▶ _STATED PROBLEM_:
Convert every line of the entries below into a JSON list of strings, with one string per line and any blank lines omitted.

━━━━━ RECORDS PROVIDED

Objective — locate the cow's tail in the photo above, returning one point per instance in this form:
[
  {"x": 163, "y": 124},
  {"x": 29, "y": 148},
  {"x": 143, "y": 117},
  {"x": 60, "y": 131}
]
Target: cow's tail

━━━━━━━━━━

▶ _SOLUTION FOR THIS TASK_:
[
  "Objective — locate the cow's tail in the photo above, returning one point per instance in this form:",
  "[",
  "  {\"x\": 163, \"y\": 124},",
  "  {\"x\": 29, \"y\": 148},",
  "  {\"x\": 143, \"y\": 117},",
  "  {\"x\": 60, \"y\": 131}",
  "]",
  "Target: cow's tail"
]